=== Begin Enclosure ===

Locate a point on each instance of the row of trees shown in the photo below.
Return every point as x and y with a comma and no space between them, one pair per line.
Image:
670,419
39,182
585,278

=== End Enclosure ===

▶ What you have to do
Please restate each record exactly as it reads.

▶ Answer for this exercise
Locate a point on each instance of the row of trees shown in the photo below.
Return every point as x and y with a comma and no space between them, one pair per line.
Image:
670,419
39,182
585,278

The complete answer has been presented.